## Goal of the exercise
Return every line in the records below that contains the string "plate", copying each line in full. The match is case-sensitive.

## Material for this task
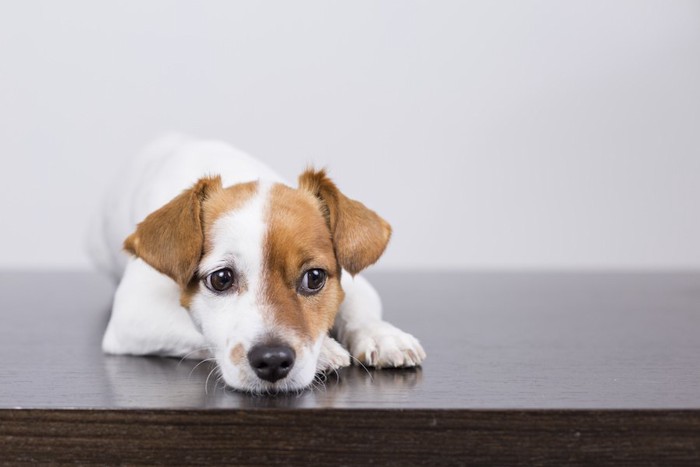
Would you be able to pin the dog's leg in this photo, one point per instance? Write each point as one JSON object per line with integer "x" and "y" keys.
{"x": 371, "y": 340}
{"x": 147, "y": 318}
==
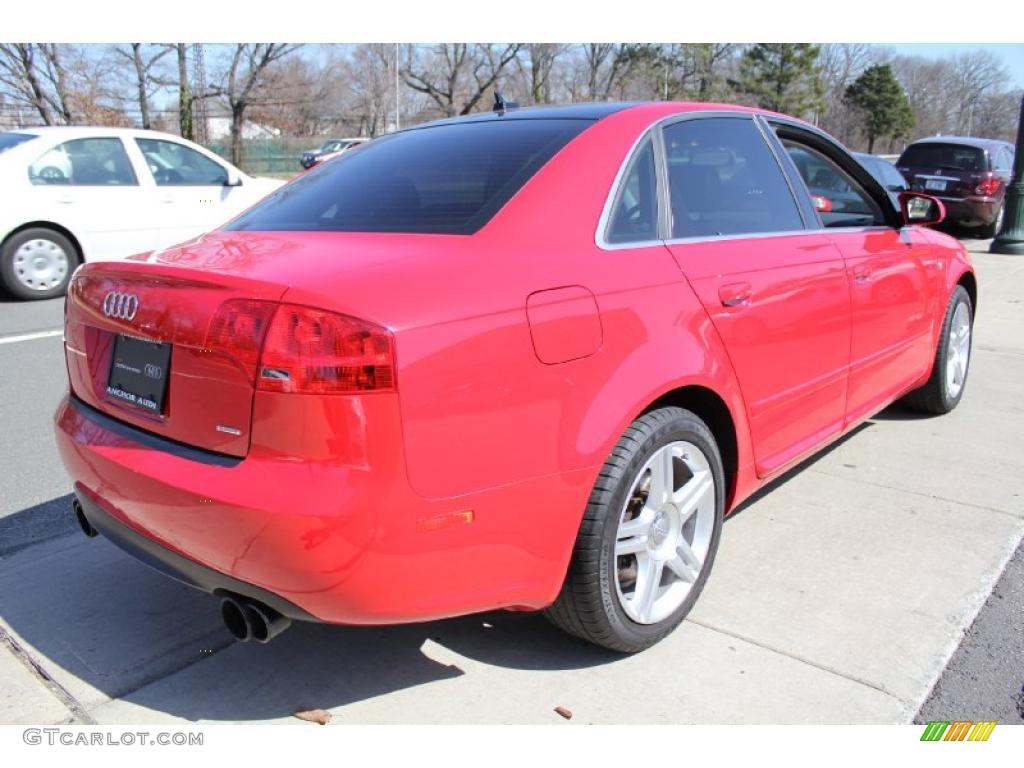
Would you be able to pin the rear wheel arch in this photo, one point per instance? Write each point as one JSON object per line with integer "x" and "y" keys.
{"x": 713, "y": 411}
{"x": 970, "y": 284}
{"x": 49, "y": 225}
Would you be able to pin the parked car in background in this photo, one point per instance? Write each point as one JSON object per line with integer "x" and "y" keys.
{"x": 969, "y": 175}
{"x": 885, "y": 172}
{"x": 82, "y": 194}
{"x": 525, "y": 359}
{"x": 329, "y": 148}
* * *
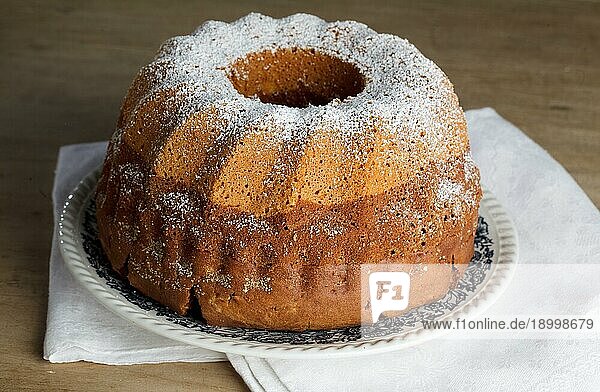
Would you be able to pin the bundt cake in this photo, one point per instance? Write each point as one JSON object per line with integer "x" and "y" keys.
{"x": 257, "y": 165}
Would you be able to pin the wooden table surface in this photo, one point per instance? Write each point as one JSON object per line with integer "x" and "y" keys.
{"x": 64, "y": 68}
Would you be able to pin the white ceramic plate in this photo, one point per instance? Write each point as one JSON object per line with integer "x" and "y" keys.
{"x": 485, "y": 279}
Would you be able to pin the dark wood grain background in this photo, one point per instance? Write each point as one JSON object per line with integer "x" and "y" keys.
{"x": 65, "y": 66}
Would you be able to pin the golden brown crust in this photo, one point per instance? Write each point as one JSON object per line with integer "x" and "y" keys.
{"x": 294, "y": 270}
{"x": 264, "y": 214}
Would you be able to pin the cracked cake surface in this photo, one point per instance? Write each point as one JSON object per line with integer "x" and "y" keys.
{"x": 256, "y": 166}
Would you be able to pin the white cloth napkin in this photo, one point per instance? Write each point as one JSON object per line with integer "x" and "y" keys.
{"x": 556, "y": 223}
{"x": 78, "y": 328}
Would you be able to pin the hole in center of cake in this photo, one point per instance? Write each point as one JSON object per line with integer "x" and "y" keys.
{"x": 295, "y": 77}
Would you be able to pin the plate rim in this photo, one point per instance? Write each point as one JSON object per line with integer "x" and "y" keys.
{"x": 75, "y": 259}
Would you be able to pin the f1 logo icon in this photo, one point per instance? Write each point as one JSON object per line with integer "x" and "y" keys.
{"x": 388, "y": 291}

## Written solution
Would you be able to pin the white ceramic plate in this photo, one point per instance? Write each point as one JSON object per line with integer "x" and "y" keys.
Would you be able to pin the plate rim in this photo, one point per instance? Write each point as one JSON object per line with integer "x" and "y" keys.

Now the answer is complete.